[Start of MATERIAL SHOWN]

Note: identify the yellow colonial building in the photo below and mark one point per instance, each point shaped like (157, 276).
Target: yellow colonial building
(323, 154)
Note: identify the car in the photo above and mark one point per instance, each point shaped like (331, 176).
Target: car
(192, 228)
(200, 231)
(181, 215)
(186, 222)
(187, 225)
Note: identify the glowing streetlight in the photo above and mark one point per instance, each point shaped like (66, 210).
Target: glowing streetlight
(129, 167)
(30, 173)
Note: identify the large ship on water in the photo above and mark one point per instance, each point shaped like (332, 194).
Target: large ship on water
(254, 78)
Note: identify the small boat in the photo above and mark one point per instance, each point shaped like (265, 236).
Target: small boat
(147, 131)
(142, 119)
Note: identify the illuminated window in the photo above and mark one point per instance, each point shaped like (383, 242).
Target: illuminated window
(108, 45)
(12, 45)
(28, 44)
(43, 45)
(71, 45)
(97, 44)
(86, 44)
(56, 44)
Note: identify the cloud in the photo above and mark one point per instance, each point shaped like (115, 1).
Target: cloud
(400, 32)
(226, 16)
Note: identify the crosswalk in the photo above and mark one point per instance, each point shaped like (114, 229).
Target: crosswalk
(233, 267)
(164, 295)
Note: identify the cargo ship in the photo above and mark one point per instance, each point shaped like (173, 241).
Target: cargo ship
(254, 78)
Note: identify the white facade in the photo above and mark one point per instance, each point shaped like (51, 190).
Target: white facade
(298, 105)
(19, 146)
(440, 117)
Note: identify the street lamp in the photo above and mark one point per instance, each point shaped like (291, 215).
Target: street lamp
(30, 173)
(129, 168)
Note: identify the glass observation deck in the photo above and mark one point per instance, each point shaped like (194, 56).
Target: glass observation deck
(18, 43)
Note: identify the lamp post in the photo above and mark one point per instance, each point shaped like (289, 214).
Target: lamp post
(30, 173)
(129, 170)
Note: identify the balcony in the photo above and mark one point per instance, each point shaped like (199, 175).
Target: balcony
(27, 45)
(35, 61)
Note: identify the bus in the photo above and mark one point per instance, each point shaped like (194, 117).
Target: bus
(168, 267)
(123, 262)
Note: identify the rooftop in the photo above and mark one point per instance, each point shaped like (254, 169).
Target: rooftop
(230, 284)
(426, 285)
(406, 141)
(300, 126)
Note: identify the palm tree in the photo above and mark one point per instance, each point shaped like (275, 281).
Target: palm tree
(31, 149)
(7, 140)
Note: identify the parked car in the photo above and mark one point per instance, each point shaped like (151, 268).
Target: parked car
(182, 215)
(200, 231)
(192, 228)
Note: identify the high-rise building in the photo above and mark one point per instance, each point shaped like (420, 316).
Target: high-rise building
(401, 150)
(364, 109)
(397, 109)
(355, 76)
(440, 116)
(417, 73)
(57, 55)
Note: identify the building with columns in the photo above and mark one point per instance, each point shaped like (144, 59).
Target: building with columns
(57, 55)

[End of MATERIAL SHOWN]

SET EXERCISE
Rewrite the stretch from the line containing "Note: identify the lamp" through the last row, putting "locate" wherever "identify" appears and leaving everything else unchanged.

THE SOLUTION
Note: locate the lamp post in the photo above and mark one point per instance, each point shaped like (289, 214).
Target: lamp post
(30, 173)
(129, 170)
Note: locate the balcony in the photo above and mark one point per instance, each point shaped like (199, 175).
Target: balcony
(27, 45)
(35, 61)
Note: locate the bus in the photo above and mark one point per instance, each point shaped like (194, 117).
Target: bus
(168, 267)
(123, 262)
Note: locate the rooftop in the photo above and mark one point per instance, each point shaped like (254, 169).
Target: rooftop
(230, 284)
(426, 285)
(406, 141)
(300, 126)
Note: locate the palm tree in the photo above and mark one point per instance, each point shaped like (275, 281).
Target: palm tree
(31, 149)
(7, 140)
Note: locate the parked car in the photo above and mark one point per instance, each point shaped like (151, 268).
Target: parked car
(182, 215)
(200, 231)
(192, 228)
Note: locate the high-rise building in the photo above and mark one point per instance, each point shaped like (420, 316).
Target: high-rise building
(401, 150)
(364, 109)
(397, 109)
(355, 76)
(440, 116)
(417, 73)
(57, 55)
Note: locate the building with columns in the photo above and mark one point per instance, each point shaped like (144, 59).
Target: building with columns
(57, 55)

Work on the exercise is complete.